Source text =>
A representative from my alma mater was in town. We’d made arrangements to meet at a brewery to discuss creating a scholarship in my late husband’s name. I dragged a friend along because I wasn’t sure what to expect or how I’d handle the conversation. I’m glad I made that choice.
“That felt bad, right?” I asked my friend afterward.
“It wasn’t ... well, yeah, it didn’t seem very ... heartfelt,” he said, cautiously.
I started to cry out of frustration. This was exactly why he was being cautious with his words.
The meeting wasn’t close to heartfelt. We spent very little time talking about Jamie. The few times the representative said his name, she’d flip to the first page in her folder, making sure she got it right. I didn’t get an opportunity to share that Jamie and I met on campus, what people missed most about him, or how the brewery was one of his favorite spots. The one piece of information I was asked for was how he died—after collapsing during a half marathon—to which the representative gasped and talked about how that happened during a race at Disney World of all places, “Can you imagine?! That’s so horrible!”
Yes, I can imagine. That’s why we’re here, having this deeply uncomfortable encounter.
The rest of the meeting was spent going over logistics: How much money I’d need to donate to create a scholarship in—checks notes—Jamie’s name; how his name would be one of hundreds in a drop-down list of options on the financial aid website; how, no, I wouldn’t have much space to share his personal story; and how, if I was ready, I could go ahead and fill in my credit card information.
I didn’t provide my credit card details, or ever create a memorial scholarship at our alma mater. The university still sends me letters sometimes, holding out hope that I’ll change my mind.
Last week, I wrote about the five stages of grief: denial, anger, bargaining, depression, and acceptance. I said that there’s no one set way to approach grief, and that, if your journey is anything like mine, you’ll bounce around the stages in a dizzying and unclear path. I tried to offer a bit of reassurance that, with time, the path gets a little less dizzying and a little more clear.
I didn’t, however, mention the final stage: Meaning.
David Kessler introduced the sixth stage of grief in 2019, and I’m grateful he did. Finding meaning has been an important part of how I’ve made sense of loved ones’ deaths. Like acceptance, meaning is something I wanted to rush toward—bypassing all of the other difficult stages of grief. I desperately wanted to find meaning in the fact that my husband died, just like I sought that same assurance after my dad and grandparents passed away years before.
That’s what brought me to that brewery, nine months after Jamie collapsed, to discuss a scholarship that I wasn’t entirely sold on.
Lately I’ve been searching for meaning as I learn how to navigate a world that’s been drastically altered by the coronavirus crisis. I’m not the only one. People are latching onto signs of hope, noting moments of personal growth, predicting ways that systems might be forever improved, and quickly mobilizing to offer help. We are writing think pieces; inventing social media challenges; finding remote workarounds for most forms of entertainment and connection; and documenting our attempts at bread-making, puzzle-completing, and scallion-growing.

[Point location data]
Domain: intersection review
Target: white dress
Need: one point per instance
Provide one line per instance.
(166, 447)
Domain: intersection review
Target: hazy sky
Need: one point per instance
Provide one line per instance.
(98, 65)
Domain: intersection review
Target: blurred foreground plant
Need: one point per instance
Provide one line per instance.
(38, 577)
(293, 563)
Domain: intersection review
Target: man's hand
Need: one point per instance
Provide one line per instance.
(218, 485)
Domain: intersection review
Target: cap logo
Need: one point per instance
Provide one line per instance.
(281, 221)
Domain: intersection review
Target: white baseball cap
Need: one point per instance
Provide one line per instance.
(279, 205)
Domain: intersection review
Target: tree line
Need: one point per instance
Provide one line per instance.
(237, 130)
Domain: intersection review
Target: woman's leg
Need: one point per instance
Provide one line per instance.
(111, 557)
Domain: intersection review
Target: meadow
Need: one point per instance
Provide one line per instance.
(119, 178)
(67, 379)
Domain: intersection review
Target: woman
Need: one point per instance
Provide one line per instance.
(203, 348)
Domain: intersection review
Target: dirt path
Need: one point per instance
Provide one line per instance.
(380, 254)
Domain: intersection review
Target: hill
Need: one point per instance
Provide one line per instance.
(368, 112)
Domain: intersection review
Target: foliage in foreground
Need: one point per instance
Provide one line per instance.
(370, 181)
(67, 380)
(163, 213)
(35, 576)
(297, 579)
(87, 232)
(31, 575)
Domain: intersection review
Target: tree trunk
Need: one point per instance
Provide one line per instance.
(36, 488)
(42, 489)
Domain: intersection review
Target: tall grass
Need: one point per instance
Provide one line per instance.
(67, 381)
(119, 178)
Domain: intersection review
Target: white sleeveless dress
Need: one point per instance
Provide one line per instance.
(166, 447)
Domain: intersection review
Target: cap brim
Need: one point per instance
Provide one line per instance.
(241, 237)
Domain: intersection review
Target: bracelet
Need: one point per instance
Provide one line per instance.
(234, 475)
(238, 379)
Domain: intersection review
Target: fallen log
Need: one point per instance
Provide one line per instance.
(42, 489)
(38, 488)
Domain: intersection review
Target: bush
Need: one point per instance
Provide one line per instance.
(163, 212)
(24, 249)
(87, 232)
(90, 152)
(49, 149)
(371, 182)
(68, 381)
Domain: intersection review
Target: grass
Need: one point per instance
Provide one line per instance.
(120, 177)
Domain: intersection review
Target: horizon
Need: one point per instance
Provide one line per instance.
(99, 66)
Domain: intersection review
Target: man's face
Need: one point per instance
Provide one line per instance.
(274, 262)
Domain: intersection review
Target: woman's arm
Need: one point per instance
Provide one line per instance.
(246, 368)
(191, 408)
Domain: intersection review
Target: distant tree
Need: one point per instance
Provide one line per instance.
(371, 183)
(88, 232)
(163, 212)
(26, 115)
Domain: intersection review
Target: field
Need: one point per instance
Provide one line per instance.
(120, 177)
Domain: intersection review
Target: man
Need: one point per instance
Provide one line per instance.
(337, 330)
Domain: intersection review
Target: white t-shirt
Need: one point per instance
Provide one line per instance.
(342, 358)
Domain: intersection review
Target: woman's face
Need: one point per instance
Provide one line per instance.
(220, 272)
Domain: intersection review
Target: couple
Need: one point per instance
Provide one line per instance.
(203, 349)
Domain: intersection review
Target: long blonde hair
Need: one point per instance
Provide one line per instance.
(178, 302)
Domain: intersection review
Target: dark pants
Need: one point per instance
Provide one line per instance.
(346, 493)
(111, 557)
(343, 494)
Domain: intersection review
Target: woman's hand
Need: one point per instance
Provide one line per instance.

Questions to answer =>
**1.** From the grief essay, copy the passage that begins at the words "The rest of" and runs through the words "credit card information.".
**2.** In the grief essay, who introduced the sixth stage of grief in 2019?
**3.** Pick up the grief essay where it stops and keep writing it.

Replies =>
**1.**
The rest of the meeting was spent going over logistics: How much money I’d need to donate to create a scholarship in—checks notes—Jamie’s name; how his name would be one of hundreds in a drop-down list of options on the financial aid website; how, no, I wouldn’t have much space to share his personal story; and how, if I was ready, I could go ahead and fill in my credit card information.

**2.** David Kessler

**3.**
Here’s how Kessler summarized the response in an interview:
I believe we will find meaning in [the pandemic]. I’ve been honored that Elisabeth Kübler-Ross’s family has given me permission to add a sixth stage to grief: Meaning. I had talked to Elisabeth quite a bit about what came after acceptance. I did not want to stop at acceptance when I experienced some personal grief. I wanted meaning in those darkest hours. And I do believe we find light in those times. Even now people are realizing they can connect through technology. They are not as remote as they thought. They are realizing they can use their phones for long conversations. They’re appreciating walks. I believe we will continue to find meaning now and when this is over.
Seeing all the ways we’re finding meaning in this crisis is inspiring and encouraging—proof of how resilient we are. It’s also a bit exhausting. Because the coronavirus pandemic is a collective experience, the grief we’re encountering is also shared. But we do not all face grief, nor stress, nor trauma, nor sadness in the same way. Likewise, there isn’t one way to find meaning in all of this—nor do we have to.
Still, there’s an unspoken pressure to do something with this time, to find meaning through personal growth or altruistic acts. I’m feeling especially susceptible to it lately. The internet is full of reminders of how you could be creating something great under self quarantine, and how, no matter how hard you try, someone is doing something even more helpful than you. (The day after I donated $25 to Feeding Tampa Bay, Tom Brady and Gisele Bündchen gave enough to the same organization to cover 750,000 meals. Well, then!)
Instead of blindly charging ahead with various projects and do-good activities, I’ve been trying to explore my motivation behind doing certain things. Am I organizing my closet because I want to, or because I’m trying to drown out my inner monologue? Am I doing something to help others because it makes me feel good, or because I feel guilty? Am I writing essays like these because they’re helping me to process things, or because I want to prove my worth?
Almost immediately after Jamie died, I felt intense (self-imposed) pressure to do meaningful things. I wanted to prove that his too-short life was worth something. Moreso, I wanted to show that my life, which for some reason got to be longer than his, wasn’t being wasted. What I didn’t realize then was that I needed to allow myself to fall apart—to grieve his death fully—before I could build something new.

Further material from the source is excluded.